Brief: Nothing before the line containing "Could you point to the white" belongs in the answer; quote that line and all lines after it through the end of the material, word for word.

────────────────────────────────────────

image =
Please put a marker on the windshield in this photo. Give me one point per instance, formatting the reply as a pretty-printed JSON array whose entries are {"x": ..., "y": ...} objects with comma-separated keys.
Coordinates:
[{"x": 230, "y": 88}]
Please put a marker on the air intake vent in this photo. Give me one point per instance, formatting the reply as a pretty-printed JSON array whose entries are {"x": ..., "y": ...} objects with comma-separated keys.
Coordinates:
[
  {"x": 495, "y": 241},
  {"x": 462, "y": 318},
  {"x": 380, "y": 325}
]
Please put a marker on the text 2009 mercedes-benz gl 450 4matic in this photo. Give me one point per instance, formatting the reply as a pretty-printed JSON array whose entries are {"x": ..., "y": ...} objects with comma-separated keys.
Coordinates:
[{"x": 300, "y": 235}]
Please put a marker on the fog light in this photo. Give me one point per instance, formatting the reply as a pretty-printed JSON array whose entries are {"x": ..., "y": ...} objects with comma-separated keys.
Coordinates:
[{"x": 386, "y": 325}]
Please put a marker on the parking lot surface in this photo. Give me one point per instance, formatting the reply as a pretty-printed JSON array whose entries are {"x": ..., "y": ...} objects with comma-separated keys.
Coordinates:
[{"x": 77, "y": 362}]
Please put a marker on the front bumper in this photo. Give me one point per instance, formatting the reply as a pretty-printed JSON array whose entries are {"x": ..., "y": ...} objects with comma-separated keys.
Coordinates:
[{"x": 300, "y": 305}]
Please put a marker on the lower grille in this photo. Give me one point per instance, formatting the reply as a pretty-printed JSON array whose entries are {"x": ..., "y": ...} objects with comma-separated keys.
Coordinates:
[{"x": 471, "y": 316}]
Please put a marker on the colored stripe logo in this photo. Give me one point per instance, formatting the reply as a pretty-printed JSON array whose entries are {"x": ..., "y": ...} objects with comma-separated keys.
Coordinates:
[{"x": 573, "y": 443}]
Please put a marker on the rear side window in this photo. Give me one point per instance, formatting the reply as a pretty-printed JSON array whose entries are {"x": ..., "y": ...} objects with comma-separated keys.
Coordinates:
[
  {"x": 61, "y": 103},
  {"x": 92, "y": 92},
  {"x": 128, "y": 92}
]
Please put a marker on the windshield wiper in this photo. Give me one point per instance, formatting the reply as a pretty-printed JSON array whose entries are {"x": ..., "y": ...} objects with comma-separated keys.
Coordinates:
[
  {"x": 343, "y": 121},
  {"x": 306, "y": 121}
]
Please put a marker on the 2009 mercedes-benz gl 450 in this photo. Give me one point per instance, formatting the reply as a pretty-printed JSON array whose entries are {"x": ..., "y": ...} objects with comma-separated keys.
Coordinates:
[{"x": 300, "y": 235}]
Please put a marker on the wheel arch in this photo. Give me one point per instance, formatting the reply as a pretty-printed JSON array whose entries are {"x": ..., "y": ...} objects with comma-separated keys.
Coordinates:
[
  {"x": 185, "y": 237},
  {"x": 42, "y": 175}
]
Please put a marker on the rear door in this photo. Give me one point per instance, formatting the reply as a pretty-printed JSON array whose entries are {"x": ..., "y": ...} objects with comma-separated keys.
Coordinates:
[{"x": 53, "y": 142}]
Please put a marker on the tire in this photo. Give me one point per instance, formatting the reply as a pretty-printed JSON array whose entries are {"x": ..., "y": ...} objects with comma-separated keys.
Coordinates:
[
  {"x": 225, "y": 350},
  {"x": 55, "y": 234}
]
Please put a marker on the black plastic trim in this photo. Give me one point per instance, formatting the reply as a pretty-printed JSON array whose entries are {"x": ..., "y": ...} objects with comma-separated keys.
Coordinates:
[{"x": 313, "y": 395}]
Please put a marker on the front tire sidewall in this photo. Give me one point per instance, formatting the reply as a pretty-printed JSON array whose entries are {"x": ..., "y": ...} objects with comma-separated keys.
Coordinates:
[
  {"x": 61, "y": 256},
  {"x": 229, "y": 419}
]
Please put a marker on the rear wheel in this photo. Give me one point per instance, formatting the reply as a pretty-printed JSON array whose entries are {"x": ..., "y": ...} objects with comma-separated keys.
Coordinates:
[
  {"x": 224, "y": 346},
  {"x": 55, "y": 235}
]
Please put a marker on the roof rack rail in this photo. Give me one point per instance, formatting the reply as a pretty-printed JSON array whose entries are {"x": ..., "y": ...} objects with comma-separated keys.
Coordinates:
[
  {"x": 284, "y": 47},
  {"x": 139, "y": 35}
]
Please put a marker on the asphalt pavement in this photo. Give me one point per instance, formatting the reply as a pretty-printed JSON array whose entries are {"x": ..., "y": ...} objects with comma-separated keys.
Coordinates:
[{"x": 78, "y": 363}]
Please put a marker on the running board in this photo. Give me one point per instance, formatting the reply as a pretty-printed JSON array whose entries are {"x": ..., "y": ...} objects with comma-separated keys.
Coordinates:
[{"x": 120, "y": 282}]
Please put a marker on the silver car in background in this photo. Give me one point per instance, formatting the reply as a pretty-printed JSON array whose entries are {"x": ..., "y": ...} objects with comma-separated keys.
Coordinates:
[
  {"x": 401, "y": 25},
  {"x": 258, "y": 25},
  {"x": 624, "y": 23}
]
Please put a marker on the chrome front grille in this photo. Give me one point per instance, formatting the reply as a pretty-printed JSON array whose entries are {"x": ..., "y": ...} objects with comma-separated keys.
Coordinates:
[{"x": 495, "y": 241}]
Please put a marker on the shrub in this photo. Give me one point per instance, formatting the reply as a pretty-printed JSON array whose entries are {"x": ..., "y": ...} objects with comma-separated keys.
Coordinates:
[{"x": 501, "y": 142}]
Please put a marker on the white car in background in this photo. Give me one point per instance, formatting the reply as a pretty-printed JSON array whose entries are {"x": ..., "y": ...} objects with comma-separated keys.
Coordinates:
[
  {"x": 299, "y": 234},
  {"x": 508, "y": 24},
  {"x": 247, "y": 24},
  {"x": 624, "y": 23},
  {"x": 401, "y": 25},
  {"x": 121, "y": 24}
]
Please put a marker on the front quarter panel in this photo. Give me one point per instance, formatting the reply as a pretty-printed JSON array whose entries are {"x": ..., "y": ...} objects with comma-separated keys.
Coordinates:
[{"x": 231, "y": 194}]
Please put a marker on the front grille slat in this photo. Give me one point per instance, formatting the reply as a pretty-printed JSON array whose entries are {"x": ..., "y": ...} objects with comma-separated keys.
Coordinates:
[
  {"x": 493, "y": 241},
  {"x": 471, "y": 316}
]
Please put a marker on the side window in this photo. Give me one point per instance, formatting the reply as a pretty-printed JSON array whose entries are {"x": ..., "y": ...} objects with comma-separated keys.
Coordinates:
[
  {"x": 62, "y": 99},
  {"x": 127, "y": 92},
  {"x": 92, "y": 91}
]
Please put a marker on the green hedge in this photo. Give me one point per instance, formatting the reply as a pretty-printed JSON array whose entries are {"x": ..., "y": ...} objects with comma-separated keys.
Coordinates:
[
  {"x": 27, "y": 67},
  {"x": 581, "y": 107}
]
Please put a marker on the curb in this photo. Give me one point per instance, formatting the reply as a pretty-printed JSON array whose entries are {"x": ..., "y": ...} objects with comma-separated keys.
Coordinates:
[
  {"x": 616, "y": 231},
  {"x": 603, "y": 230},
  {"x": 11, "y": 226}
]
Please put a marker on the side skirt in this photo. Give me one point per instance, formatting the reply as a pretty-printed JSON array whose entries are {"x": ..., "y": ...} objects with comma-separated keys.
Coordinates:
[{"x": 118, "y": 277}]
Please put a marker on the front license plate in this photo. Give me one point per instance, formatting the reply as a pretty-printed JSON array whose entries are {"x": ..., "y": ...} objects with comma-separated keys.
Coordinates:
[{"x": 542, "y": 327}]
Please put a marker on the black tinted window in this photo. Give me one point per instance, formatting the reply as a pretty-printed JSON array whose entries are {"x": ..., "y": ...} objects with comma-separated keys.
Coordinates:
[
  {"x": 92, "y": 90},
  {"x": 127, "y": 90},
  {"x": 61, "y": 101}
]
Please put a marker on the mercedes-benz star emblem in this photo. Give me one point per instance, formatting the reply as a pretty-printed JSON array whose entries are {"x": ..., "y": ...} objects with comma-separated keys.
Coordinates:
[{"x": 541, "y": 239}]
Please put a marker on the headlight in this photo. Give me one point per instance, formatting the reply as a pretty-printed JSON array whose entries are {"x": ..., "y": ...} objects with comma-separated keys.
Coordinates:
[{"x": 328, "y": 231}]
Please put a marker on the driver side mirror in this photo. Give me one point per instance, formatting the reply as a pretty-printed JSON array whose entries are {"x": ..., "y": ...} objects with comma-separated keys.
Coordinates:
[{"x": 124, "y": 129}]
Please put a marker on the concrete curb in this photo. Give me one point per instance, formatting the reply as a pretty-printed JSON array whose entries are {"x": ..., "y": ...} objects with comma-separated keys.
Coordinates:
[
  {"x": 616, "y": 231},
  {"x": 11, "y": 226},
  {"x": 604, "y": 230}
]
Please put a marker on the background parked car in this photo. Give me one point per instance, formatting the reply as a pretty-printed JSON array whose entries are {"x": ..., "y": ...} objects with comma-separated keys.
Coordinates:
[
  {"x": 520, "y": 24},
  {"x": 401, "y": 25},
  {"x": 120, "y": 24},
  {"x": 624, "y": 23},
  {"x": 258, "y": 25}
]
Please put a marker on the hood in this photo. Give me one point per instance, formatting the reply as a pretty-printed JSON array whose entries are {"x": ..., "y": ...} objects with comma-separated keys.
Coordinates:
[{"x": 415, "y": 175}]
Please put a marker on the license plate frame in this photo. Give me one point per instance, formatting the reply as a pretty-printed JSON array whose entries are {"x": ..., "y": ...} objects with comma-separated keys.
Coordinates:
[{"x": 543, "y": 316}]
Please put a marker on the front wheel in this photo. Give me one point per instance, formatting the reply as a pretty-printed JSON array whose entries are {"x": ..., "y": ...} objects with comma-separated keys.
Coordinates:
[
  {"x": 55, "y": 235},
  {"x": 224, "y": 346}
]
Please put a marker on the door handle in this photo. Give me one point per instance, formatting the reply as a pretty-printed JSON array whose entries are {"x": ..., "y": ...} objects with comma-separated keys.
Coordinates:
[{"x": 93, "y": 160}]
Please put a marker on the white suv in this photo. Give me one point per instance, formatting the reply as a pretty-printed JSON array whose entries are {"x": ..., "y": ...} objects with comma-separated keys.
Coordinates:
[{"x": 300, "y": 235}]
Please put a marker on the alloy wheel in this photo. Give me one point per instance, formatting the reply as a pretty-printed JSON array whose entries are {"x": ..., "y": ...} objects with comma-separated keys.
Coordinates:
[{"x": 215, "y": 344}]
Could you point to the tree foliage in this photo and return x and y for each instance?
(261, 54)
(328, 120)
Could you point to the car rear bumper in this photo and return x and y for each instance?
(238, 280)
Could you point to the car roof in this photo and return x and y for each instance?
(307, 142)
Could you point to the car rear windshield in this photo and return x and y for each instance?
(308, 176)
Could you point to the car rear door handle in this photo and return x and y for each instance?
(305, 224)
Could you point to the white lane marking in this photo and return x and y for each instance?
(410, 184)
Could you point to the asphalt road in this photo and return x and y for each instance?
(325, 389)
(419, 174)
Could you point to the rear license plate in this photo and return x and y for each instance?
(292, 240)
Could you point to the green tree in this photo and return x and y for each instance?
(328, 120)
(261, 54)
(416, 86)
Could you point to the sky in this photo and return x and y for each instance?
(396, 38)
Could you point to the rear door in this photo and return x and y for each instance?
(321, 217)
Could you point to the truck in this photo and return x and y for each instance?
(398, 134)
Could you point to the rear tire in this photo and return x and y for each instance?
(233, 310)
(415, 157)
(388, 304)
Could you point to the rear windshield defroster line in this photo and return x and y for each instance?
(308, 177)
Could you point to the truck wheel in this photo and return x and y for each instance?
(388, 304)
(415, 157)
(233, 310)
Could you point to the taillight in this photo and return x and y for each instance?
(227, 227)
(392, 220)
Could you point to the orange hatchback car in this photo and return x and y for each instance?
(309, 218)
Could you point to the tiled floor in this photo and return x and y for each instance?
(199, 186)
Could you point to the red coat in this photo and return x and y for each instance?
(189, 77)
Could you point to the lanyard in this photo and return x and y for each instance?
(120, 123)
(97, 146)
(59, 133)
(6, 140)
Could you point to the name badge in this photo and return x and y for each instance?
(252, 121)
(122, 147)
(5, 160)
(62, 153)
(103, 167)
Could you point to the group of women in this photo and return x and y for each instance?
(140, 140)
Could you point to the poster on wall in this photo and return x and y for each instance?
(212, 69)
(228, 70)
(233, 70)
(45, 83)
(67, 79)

────────────────────────────────────────

Answer below:
Could you point to the white lane marking in this photo and return x and y for each instance?
(410, 184)
Could you point to the asphalt road in this photo and return x and y for each instance?
(325, 389)
(419, 174)
Could you point to the rear license plate in this photo and return x and y for each instance?
(292, 240)
Could you point to the green tree in this photo and return x and y for each instance?
(328, 120)
(261, 54)
(416, 86)
Could you point to the sky in this photo and return x and y for each instance?
(396, 38)
Could you point to the rear door in this photo and return x and y for each instance?
(321, 217)
Could you point to the truck in this photo and return x and y for each instance?
(398, 134)
Could you point to the rear tire in this photo and return x and y for each instance?
(233, 310)
(415, 157)
(388, 304)
Could you point to the rear windshield defroster line in this photo and return x and y for each instance?
(308, 177)
Could you point to the truck wheel in this photo and return x and y for each instance?
(388, 304)
(415, 157)
(233, 310)
Could you point to the taillight in this photo and return x and y for each instance?
(227, 227)
(392, 220)
Could you point to the orange hatchback car in this photo and return x and y for each instance?
(309, 218)
Could you point to the tiled floor in this photo and return x and y for each instance?
(199, 186)
Could you point to the red coat in this photo and return x and y for each instance?
(189, 77)
Could you point to the lanyard in this photo and return x and y for each instance?
(120, 123)
(97, 146)
(59, 133)
(6, 140)
Could you point to the name badge in this photo and return x and y for each instance?
(252, 121)
(122, 147)
(5, 160)
(62, 153)
(103, 167)
Could you point to the group of women in this photo and return x and y for each instance?
(140, 140)
Could you point to the poster on wall in this photo and return x and y for each instance?
(212, 69)
(228, 70)
(233, 70)
(45, 83)
(67, 79)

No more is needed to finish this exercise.